Copy out the entries below precisely; nothing is to be omitted.

__Listed records__.
====

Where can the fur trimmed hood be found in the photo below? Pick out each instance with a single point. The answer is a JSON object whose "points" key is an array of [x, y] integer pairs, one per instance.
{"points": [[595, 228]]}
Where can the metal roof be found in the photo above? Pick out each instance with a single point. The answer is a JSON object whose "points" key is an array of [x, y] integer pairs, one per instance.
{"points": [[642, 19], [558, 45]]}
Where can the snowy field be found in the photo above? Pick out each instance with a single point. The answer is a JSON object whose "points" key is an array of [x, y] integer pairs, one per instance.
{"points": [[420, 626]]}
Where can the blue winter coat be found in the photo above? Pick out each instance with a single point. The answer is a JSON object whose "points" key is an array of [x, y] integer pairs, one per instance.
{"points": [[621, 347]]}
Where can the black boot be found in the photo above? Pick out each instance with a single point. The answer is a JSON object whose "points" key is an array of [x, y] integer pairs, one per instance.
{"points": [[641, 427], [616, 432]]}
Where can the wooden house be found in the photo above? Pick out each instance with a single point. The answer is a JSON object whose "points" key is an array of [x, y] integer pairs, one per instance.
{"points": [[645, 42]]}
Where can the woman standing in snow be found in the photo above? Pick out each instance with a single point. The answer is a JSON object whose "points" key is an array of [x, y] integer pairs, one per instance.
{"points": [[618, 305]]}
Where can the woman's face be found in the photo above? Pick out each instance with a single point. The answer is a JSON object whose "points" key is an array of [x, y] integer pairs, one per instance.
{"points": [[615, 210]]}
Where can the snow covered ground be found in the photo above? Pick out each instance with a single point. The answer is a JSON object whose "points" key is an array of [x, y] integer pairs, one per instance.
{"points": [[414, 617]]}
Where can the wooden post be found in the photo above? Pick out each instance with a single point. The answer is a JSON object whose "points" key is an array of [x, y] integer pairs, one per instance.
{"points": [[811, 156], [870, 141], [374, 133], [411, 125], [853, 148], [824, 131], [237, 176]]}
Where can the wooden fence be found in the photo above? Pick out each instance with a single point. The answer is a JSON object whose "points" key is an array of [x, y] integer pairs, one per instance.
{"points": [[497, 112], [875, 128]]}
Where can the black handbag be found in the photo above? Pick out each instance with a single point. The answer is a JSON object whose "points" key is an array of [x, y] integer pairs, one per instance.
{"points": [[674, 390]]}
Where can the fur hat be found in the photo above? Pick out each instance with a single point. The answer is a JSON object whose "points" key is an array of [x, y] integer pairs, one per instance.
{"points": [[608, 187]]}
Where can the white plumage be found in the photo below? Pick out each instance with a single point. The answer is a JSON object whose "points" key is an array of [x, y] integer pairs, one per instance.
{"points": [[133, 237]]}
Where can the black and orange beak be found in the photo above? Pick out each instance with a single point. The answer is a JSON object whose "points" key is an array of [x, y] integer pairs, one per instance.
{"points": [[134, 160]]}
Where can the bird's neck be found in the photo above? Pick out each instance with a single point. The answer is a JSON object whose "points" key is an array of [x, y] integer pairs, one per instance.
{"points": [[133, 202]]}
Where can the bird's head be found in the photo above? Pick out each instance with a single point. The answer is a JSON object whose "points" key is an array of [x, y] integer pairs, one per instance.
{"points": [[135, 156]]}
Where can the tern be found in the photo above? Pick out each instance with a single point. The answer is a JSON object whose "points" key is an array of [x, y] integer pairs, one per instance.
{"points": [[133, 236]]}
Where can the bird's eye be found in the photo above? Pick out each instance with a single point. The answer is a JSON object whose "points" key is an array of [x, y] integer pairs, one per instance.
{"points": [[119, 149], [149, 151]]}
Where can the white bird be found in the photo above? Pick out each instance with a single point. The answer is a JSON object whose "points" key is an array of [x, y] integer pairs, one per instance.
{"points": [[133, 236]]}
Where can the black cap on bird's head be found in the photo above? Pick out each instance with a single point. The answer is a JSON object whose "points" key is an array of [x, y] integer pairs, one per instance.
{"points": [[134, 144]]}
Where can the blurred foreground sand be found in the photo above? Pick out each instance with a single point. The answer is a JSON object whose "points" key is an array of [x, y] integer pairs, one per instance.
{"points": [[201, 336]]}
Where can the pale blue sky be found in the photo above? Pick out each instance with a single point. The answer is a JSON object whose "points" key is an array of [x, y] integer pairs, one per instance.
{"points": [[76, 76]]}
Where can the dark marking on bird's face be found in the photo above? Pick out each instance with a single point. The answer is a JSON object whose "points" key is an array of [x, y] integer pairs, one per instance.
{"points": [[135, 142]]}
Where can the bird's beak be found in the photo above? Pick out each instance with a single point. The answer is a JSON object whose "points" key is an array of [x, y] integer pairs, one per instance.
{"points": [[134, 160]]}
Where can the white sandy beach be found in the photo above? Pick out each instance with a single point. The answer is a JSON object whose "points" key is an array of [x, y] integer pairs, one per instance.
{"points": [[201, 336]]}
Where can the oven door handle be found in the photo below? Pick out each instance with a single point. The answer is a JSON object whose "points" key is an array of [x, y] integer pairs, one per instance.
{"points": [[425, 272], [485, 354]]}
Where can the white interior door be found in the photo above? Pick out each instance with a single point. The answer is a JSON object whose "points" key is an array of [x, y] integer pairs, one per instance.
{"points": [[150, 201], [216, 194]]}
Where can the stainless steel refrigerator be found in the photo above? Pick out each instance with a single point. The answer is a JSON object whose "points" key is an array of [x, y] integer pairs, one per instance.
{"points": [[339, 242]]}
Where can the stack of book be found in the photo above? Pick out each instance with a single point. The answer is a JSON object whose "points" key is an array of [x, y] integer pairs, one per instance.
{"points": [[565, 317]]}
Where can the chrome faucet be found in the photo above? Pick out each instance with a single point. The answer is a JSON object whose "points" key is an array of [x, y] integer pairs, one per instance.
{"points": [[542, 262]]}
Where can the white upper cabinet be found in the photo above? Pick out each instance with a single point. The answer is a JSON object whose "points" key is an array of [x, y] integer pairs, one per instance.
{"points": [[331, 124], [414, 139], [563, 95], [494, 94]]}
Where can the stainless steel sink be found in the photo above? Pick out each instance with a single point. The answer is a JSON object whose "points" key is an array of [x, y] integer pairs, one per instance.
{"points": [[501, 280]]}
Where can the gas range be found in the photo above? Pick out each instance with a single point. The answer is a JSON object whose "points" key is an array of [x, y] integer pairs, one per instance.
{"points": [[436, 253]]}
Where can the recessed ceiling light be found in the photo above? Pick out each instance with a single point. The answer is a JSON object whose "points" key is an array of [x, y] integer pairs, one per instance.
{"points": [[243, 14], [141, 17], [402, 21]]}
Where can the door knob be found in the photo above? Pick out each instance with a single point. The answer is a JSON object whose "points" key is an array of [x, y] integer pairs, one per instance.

====

__Reply__.
Where can the fur trimmed hood be found in the photo below? Pick out each instance with a single point. The answer is a JSON object whose "points" key is an array of [x, y] integer pairs, one per instance.
{"points": [[595, 228]]}
Where can the metal roof be found in the photo above? Pick out each instance with a single point. The answer is a JSON object whose "points" key is an array of [x, y] integer pairs, one per instance.
{"points": [[642, 19], [558, 45]]}
Where can the snowy field be found in the photo above? Pick out each instance with a single point. The answer is a JSON object whose "points" key is an array of [x, y] integer pairs, one per instance.
{"points": [[420, 626]]}
Where can the blue winter coat be found in the photo above? Pick out each instance with a single point. The answer is a JSON object whose "points" key is an array of [x, y] integer pairs, one per instance.
{"points": [[621, 347]]}
Where can the black boot be found in the photo above? Pick out each instance with a single point. The answer is a JSON object whose "points" key is an array of [x, y] integer pairs, one per instance.
{"points": [[641, 427], [616, 432]]}
Where can the wooden house be found in the photo above? Pick out each instance with a single point. The answer is a JSON object whose "points" key is an array of [x, y] integer pairs, one per instance.
{"points": [[645, 42]]}
Where can the woman standing in snow be found in the photo above? Pick out each instance with a single point. The answer is a JSON object whose "points" key is an array of [x, y] integer pairs, one per instance.
{"points": [[618, 305]]}
Where can the woman's face be found in the photo above? Pick out each instance with a single point. The answer is a JSON object whose "points" key is an array of [x, y] integer pairs, one per instance.
{"points": [[615, 210]]}
Where can the snow covered ground be found in the photo above? Pick out each instance with a single point. The answer is a JSON object whose "points" key is an array of [x, y] integer pairs, one per instance.
{"points": [[414, 617]]}
Where can the wooden post be found in the photo above? Pick out each instance with a single point. The answer is a JSON object whose "points" key is an array of [x, y] integer pairs, one per instance.
{"points": [[811, 156], [870, 141], [374, 133], [411, 125], [853, 148], [824, 131], [237, 176]]}
Where can the wooden fence be found in the photo above? Pick out each instance with a single point. The answer is a JSON object whose "points" key is an array of [x, y] integer pairs, one per instance.
{"points": [[497, 112], [875, 128]]}
Where can the black handbag be found in the photo above? Pick out each instance with a single point. The answer is a JSON object whose "points" key is an array of [x, y] integer pairs, one per instance.
{"points": [[674, 390]]}
Where can the fur hat be found in the photo above? Pick out each instance with a single point. The answer is a JSON object whose "points" key is an array of [x, y] integer pairs, one per instance.
{"points": [[608, 187]]}
Where can the white plumage be found in the photo below? Pick out each instance with a single point. The answer is a JSON object whose "points" key is an array of [x, y] integer pairs, one per instance.
{"points": [[133, 237]]}
Where can the black and orange beak be found in the photo above? Pick out each instance with a single point. The answer is a JSON object whose "points" key is an array of [x, y] integer pairs, one per instance.
{"points": [[134, 160]]}
Where can the bird's neck be found in the photo above? Pick out each instance with a single point. The answer is a JSON object whose "points" key is an array of [x, y] integer pairs, one per instance.
{"points": [[133, 202]]}
Where can the bird's head be found in the photo above? Pick out each instance with a single point. The answer is a JSON object whose "points" key is an array of [x, y] integer pairs, one per instance.
{"points": [[135, 156]]}
Where can the tern be found in the photo above? Pick out each instance with a single point. The answer is a JSON object whose "points" key is an array of [x, y] integer pairs, one per instance.
{"points": [[133, 236]]}
Where can the bird's eye be found in the photo above? Pick out each instance with a single point. The answer is a JSON object whose "points" key is an array of [x, y] integer pairs, one per instance.
{"points": [[119, 149], [149, 151]]}
Where can the white bird be found in the photo above? Pick out each instance with a single point. The answer is a JSON object whose "points" key is an array of [x, y] integer pairs, one per instance.
{"points": [[133, 236]]}
Where can the black cap on bird's head be found in the photo above? Pick out each instance with a single point. The answer is a JSON object whose "points" key is an array of [x, y] integer pairs, one per instance.
{"points": [[134, 144]]}
Where can the blurred foreground sand be found in the photo above? Pick out each instance with a single point. The answer is a JSON object whose "points" key is an array of [x, y] integer pairs, one per instance.
{"points": [[201, 336]]}
Where can the pale blue sky be found in the photo above? Pick out each instance with a single point. The answer is a JSON object whose "points" key is an array of [x, y] integer pairs, one per instance.
{"points": [[76, 76]]}
Where can the dark marking on bird's face be found in the photo above? Pick out each instance with a single point. The answer is a JSON object whose "points" key is an array of [x, y] integer pairs, one per instance.
{"points": [[135, 142]]}
Where can the bird's beak be found in the photo above? Pick out each instance with a single point. The answer is a JSON object whose "points" key is an array of [x, y] integer pairs, one per instance.
{"points": [[134, 160]]}
Where can the white sandy beach be found in the photo above? Pick out each instance with a single point. The answer is a JSON object whose "points" key is an array of [x, y] integer pairs, one per instance.
{"points": [[201, 336]]}
Where can the oven door handle be found in the photo below? Pick out each instance with a single point. The answer is a JSON object whose "points" key is an array of [x, y] integer pairs, one per instance.
{"points": [[425, 272], [485, 354]]}
Where can the white interior door be found in the photo above? Pick out each instance with a single point. The answer is a JSON object whose "points" key is an array of [x, y] integer pairs, one per instance.
{"points": [[150, 201], [216, 194]]}
Where can the stainless steel refrigerator be found in the photo above? Pick out each instance with a single point. The answer is a JSON object whose "points" key is an array of [x, y] integer pairs, one per instance.
{"points": [[339, 242]]}
Where can the stack of book be found in the photo above? Pick out each instance with a single point. The answer is a JSON object whose "points" key is an array of [x, y] integer pairs, one per instance.
{"points": [[565, 317]]}
Where can the chrome faucet be found in the photo above? Pick out each instance with a single point. The answer is a JSON object whose "points" key is an array of [x, y] integer pairs, one per instance.
{"points": [[542, 262]]}
Where can the white upper cabinet be found in the photo above? Pick out each instance with a single point. The answer is a JSON object whose "points" key is an array of [x, y] integer pairs, one per instance.
{"points": [[331, 124], [414, 139], [563, 95], [494, 94]]}
Where can the stainless steel sink be found in the photo above? Pick out each instance with a single point. The answer is a JSON object whose "points" key is an array of [x, y] integer pairs, one per instance.
{"points": [[501, 280]]}
Where can the gas range be found in the photo above? Pick out each instance with a single point. The answer is a JSON object whose "points" key is an array of [x, y] integer pairs, one per instance.
{"points": [[436, 253]]}
Where can the recessed ceiling light be found in the photo above? Pick out each instance with a single point. The answer is a JSON object whose "points" key is an array of [x, y] integer pairs, one per instance.
{"points": [[243, 14], [141, 17], [402, 21]]}
Where can the door knob be found in the photo above? Pick out each instance with a single point. The answer is a JSON object whose "points" key is an array of [x, y] integer pairs, one per instance.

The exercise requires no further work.